(Source passage)
——
Workflow 2: Moving books between shelves¶
Realized a book belongs in a different shelf?
Workflow 3: Using releases as sub-categories¶
You can use releases within a shelf for sub-organization:
# Add to a specific year
shelfctl shelve book.pdf \
--shelf research \
--release 2024 \
--title "Recent Paper"
# Add to archive
shelfctl shelve old-book.pdf \
--shelf programming \
--release archive \
--title "Old Book"
Workflow 4: Migrating from an existing collection¶
If you have books in another GitHub repo:
# Scan the old repo
shelfctl migrate scan --source your-username/old-books > queue.txt
# Edit queue.txt to add shelf mappings and metadata
# Migrate in batches
shelfctl migrate batch queue.txt --n 20 --continue
The --continue flag lets you resume if interrupted.
——
(Task set)
**A)** In the shelfctl workflows, what does the --continue flag let you do?
**B)** Write the next part of the shelfctl workflows, starting after their final line.

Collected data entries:
——
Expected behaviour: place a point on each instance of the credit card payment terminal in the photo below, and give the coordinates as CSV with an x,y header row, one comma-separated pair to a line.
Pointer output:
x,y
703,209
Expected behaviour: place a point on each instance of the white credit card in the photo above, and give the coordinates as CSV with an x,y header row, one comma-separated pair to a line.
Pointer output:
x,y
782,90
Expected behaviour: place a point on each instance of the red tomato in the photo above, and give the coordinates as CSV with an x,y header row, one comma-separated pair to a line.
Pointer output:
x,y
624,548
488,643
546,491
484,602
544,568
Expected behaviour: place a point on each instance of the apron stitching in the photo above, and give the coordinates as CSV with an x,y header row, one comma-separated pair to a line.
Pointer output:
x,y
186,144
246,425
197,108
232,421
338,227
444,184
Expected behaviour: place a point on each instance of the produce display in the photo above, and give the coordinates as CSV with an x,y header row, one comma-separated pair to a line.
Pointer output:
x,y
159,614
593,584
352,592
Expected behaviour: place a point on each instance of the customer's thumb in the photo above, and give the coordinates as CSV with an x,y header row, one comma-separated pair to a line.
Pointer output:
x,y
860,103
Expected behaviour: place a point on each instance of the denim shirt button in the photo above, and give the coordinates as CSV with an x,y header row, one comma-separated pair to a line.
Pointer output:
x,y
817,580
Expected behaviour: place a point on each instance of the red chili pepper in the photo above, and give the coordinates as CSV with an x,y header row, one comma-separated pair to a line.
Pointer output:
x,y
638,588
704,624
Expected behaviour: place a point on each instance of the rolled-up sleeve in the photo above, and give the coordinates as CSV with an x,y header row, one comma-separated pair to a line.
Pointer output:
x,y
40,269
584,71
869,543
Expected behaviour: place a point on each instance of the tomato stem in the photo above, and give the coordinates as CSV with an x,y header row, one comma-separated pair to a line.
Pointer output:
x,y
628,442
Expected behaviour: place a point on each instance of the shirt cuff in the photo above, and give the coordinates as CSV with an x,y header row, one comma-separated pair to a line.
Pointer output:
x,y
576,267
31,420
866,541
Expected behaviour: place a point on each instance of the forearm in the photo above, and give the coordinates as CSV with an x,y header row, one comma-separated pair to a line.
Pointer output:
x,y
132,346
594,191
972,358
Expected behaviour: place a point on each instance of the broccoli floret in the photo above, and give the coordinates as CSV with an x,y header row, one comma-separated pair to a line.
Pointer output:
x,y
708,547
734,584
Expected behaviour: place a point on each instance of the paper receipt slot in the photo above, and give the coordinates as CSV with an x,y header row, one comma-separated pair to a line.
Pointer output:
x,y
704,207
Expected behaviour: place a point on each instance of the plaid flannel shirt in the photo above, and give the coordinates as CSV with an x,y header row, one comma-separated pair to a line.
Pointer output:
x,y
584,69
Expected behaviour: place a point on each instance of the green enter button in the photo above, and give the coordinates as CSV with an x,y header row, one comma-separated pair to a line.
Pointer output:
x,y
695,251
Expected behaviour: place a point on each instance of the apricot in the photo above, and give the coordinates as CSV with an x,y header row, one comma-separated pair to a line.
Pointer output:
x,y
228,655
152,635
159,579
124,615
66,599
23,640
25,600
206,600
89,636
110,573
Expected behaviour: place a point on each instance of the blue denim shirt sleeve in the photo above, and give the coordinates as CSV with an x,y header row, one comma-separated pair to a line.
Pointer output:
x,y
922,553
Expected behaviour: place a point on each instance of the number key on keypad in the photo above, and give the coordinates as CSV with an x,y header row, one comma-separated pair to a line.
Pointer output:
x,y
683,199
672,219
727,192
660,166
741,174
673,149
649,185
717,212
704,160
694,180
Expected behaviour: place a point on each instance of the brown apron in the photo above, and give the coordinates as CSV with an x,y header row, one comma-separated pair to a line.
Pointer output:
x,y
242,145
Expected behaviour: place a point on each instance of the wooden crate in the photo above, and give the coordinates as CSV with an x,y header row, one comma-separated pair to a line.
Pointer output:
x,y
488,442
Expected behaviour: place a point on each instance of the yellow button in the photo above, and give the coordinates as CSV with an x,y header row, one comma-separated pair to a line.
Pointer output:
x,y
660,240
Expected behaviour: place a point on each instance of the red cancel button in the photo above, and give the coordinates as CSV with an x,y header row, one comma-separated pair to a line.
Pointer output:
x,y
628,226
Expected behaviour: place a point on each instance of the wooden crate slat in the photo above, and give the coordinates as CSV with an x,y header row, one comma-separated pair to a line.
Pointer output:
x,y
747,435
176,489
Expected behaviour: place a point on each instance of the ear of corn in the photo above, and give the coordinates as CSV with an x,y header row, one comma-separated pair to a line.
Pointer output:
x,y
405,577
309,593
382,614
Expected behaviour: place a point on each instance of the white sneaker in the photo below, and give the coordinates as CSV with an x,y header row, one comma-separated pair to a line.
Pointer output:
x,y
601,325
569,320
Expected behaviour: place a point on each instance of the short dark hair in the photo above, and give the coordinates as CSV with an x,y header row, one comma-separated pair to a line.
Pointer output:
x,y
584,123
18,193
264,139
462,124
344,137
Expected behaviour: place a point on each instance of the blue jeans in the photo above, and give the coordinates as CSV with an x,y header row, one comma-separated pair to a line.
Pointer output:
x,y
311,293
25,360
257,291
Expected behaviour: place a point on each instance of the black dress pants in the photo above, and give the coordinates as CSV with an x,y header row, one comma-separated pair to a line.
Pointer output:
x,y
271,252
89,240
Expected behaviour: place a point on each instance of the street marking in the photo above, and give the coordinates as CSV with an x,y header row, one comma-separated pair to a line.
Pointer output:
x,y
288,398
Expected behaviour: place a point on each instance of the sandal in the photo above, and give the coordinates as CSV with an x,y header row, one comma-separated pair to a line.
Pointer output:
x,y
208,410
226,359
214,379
——
(Exercise responses)
**A)** It lets you resume if interrupted.

**B)**
Workflow 5: Sharing books between users¶
If a friend also uses shelfctl:
# Import their programming shelf into yours
shelfctl import \
--from their-username/shelf-programming \
--shelf imported-books
This copies books from their catalog to yours (requires their repos to be public or you to have access).
Tips¶
Tip 1: Use consistent IDs¶
The --id flag lets you control book IDs. Good practices:
- Use lowercase with hyphens:
effective-go - Keep them short but meaningful
- For academic papers, use citation keys:
smith2024-neural-nets - For ISBNs:
isbn-9780262033848
Tip 2: Enable shell completion¶
Set up autocompletion for faster command typing:
# Bash (add to ~/.bashrc)
source <(shelfctl completion bash)
# Zsh (add to ~/.zshrc)
source <(shelfctl completion zsh)
# Fish
shelfctl completion fish > ~/.config/fish/completions/shelfctl.fish
This enables tab completion for commands, flags, and shelf names.
Tip 3: Automate with shell aliases¶
Add to your shell profile:
Tip 4: Keep catalogs readable¶
Edit catalog.yml directly for bulk updates. It's just YAML:
- id: book-id
title: "The Book Title"
author: "Author Name"
year: 2024
tags:
- tag1
- tag2
format: pdf
checksum:
sha256: abc123...
size_bytes: 1048576
source:
type: github_release
owner: you
repo: shelf-programming
release: library
asset: book-id.pdf
meta:
added_at: "2024-01-15T10:30:00Z"
After editing, commit and push manually or use shelfctl to add more books (it will merge correctly).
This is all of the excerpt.